──────── Material
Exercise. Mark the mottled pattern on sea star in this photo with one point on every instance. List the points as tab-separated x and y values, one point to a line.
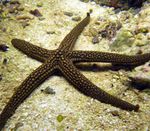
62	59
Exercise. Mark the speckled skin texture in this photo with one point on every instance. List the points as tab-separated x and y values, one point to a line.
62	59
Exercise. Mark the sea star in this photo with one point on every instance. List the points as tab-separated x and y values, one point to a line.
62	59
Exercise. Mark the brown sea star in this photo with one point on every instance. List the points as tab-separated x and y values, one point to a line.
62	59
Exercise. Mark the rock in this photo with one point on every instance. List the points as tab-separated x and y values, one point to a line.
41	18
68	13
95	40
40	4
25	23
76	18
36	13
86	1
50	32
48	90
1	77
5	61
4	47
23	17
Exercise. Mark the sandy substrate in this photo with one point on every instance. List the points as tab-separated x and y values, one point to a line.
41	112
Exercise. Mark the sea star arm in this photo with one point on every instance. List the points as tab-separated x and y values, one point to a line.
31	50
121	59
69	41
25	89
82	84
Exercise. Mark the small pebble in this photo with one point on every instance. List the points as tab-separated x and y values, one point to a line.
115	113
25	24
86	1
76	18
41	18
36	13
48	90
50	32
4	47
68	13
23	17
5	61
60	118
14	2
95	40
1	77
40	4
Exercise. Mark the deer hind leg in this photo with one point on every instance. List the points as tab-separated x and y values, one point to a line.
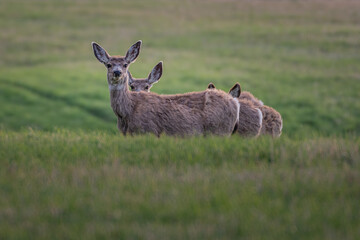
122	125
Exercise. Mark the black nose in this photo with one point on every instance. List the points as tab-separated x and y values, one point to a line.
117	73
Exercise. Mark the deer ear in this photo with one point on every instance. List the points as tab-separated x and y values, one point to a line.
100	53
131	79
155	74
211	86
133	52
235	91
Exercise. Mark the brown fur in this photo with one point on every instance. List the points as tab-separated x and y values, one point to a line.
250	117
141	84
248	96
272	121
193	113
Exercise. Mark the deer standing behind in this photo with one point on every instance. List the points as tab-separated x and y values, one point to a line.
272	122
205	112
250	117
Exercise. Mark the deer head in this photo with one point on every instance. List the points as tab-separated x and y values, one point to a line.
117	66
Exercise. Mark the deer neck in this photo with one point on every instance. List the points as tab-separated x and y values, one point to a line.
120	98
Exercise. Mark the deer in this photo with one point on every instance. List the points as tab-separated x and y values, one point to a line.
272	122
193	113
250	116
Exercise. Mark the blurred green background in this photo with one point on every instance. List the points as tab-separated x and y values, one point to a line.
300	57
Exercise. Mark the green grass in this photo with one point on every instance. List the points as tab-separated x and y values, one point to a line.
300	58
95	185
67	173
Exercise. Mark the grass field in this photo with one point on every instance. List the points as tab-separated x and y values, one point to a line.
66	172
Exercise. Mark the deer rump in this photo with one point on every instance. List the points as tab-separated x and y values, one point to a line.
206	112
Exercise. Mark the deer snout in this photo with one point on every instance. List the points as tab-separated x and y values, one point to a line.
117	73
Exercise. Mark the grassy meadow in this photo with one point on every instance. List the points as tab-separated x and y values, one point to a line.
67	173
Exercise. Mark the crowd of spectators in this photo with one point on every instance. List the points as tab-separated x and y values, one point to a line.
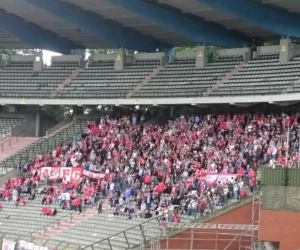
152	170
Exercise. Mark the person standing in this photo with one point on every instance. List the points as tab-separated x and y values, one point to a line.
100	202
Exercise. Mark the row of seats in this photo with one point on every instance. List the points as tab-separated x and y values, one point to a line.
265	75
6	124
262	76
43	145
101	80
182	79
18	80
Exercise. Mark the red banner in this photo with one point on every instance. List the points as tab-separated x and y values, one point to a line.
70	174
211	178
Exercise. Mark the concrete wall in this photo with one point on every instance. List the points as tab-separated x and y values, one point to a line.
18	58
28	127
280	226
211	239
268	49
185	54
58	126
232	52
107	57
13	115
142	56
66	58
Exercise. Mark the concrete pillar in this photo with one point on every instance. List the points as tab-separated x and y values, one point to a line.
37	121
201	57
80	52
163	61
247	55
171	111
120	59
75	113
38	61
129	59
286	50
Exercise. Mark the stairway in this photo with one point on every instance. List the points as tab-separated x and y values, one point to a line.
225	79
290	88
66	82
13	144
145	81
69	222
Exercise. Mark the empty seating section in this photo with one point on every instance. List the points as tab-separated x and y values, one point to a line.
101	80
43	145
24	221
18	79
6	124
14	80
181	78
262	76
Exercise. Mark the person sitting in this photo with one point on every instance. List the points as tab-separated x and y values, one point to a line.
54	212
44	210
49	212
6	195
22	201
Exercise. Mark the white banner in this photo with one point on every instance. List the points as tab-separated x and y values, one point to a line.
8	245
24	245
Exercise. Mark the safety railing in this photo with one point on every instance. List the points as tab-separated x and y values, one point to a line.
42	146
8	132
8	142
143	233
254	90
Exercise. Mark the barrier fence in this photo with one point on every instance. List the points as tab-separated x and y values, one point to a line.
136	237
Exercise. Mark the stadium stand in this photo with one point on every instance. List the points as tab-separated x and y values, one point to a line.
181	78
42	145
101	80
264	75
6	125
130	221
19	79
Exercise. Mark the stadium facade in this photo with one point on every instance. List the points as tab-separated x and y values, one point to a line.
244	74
────────────────
──────── Material
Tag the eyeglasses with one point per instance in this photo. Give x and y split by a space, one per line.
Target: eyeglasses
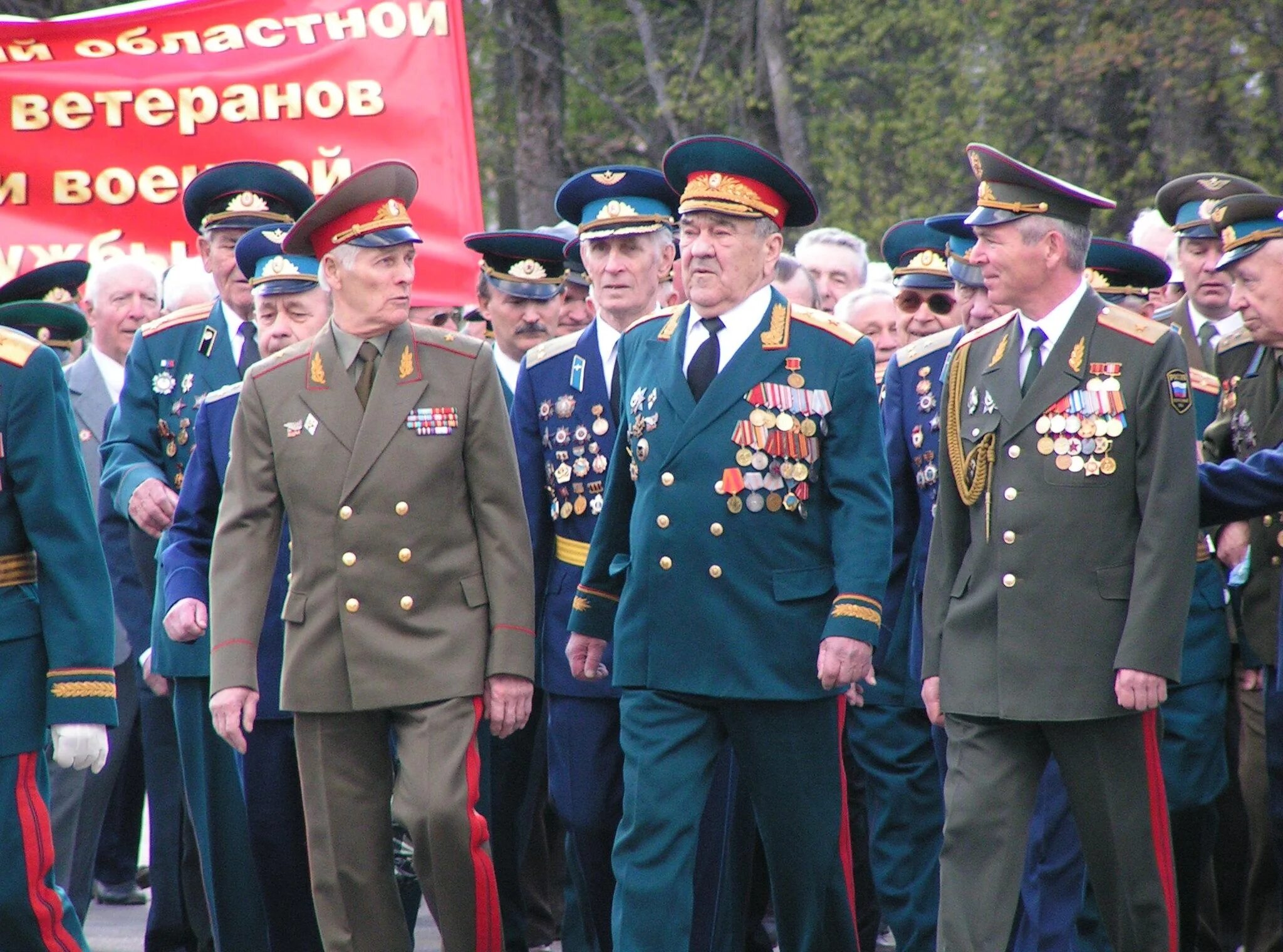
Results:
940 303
────────────────
──────── Material
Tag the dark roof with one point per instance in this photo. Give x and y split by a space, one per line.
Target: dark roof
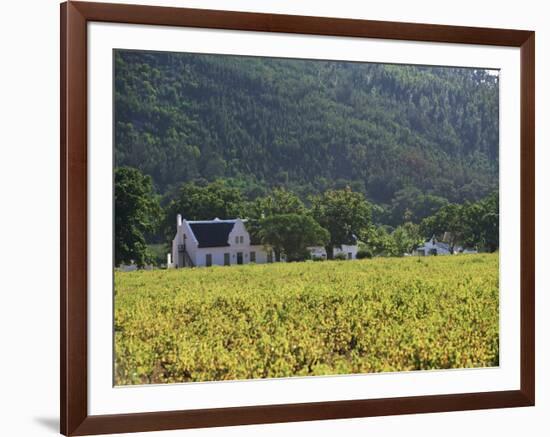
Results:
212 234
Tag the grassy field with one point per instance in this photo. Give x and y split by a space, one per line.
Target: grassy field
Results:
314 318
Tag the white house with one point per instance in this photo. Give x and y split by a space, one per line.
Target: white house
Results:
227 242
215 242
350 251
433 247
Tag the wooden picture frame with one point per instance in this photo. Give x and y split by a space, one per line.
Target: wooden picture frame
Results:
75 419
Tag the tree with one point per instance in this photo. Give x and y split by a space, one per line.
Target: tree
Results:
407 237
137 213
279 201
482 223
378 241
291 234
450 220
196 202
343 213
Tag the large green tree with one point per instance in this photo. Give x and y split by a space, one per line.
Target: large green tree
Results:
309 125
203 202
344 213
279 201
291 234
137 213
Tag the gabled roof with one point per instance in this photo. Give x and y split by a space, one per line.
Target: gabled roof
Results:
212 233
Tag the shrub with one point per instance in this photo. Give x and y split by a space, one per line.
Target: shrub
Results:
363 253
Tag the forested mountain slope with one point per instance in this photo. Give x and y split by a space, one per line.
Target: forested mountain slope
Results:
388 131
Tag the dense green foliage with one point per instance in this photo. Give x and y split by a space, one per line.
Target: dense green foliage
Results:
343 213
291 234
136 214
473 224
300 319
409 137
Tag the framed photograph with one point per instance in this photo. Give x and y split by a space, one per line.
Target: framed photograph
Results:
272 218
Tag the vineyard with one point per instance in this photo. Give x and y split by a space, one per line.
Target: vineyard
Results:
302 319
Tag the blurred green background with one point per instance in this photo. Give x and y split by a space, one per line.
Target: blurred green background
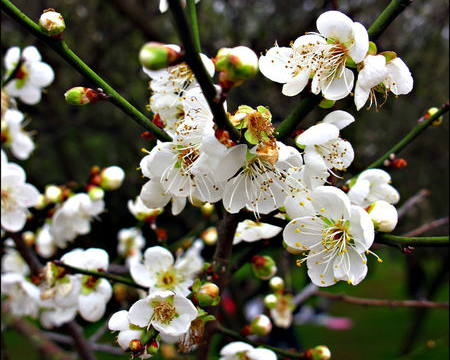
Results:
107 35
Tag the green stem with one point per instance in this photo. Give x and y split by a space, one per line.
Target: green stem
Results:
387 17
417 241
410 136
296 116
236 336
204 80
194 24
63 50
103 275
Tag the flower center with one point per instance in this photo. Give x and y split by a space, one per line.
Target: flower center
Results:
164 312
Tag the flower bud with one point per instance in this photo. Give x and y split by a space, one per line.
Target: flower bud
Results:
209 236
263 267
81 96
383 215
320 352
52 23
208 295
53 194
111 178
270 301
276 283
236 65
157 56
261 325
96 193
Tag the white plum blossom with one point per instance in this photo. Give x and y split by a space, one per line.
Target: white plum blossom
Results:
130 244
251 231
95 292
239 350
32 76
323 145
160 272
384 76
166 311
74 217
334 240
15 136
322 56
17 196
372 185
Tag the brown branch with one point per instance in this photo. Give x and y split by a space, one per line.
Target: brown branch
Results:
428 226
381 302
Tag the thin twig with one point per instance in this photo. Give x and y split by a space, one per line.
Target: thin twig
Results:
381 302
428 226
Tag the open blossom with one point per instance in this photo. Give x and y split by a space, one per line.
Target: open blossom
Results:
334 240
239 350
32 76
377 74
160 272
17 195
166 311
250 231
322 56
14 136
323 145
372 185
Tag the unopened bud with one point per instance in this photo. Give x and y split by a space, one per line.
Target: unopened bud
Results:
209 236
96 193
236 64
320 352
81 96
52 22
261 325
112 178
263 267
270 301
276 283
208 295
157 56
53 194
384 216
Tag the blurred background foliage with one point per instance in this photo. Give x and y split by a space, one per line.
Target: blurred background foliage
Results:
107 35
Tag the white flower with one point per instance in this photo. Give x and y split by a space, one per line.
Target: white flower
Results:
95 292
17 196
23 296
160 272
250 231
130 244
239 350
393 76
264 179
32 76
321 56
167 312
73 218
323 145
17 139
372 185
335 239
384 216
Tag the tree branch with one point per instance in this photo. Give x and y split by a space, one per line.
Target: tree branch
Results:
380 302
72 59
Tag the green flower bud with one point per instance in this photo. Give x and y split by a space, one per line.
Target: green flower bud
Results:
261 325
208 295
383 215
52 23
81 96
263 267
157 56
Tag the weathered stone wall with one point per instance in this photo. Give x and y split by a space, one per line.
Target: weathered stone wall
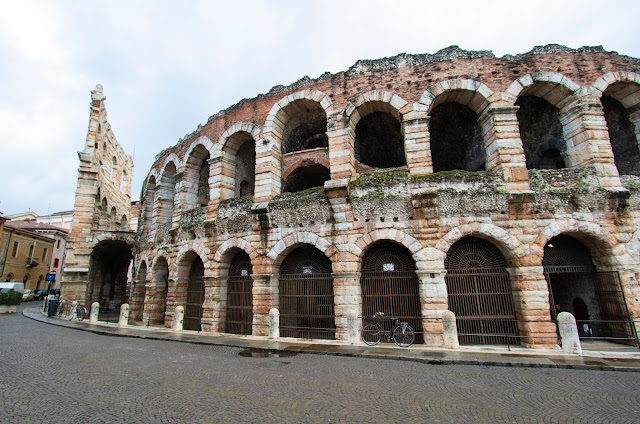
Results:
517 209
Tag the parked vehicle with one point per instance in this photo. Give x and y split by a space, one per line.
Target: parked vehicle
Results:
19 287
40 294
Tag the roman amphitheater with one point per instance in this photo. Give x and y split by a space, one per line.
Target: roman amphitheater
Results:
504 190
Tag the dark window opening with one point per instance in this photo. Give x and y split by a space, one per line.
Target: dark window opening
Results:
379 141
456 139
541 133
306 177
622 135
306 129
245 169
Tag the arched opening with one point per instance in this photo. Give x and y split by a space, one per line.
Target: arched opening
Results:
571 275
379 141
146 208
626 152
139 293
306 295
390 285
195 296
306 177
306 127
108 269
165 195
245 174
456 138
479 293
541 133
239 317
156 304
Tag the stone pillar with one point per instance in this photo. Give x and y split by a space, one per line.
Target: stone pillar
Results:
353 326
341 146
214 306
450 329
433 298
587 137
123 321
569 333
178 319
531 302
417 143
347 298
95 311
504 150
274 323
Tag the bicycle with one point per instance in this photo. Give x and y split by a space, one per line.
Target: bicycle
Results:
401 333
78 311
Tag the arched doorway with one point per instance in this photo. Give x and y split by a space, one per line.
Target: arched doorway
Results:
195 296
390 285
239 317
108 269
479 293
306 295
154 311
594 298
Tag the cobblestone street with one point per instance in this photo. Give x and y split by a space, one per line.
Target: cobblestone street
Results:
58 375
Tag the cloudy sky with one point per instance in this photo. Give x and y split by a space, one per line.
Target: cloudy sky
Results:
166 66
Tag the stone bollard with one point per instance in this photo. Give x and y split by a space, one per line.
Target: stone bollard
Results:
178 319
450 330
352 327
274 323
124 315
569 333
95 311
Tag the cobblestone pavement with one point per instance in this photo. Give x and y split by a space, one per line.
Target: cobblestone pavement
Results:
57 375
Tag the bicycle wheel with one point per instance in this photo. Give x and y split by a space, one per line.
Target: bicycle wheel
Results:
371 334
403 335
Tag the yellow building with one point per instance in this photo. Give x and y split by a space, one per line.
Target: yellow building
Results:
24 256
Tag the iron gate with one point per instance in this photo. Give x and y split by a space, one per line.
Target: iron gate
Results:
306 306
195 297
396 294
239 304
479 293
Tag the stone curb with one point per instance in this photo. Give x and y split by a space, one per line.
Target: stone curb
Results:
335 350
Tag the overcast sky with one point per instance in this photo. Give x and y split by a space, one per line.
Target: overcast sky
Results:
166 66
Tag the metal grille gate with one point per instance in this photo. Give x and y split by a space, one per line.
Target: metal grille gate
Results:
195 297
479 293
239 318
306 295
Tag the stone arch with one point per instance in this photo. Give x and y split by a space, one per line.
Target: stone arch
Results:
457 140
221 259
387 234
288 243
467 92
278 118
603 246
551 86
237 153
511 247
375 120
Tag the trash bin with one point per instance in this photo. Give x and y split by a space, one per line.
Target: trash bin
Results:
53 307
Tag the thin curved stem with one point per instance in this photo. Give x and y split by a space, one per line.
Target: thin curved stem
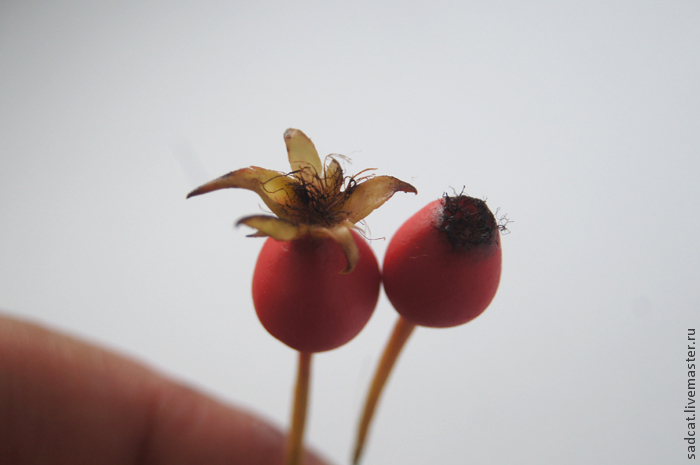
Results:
────────────────
_Goal of the exercise_: Which lines of the records above contain the word "large"? Select each one and copy it out in full.

_Answer to this task_:
Tag the large green tree with one point per instance in this photo. Give x and y split by a space, one per line.
Target: large green tree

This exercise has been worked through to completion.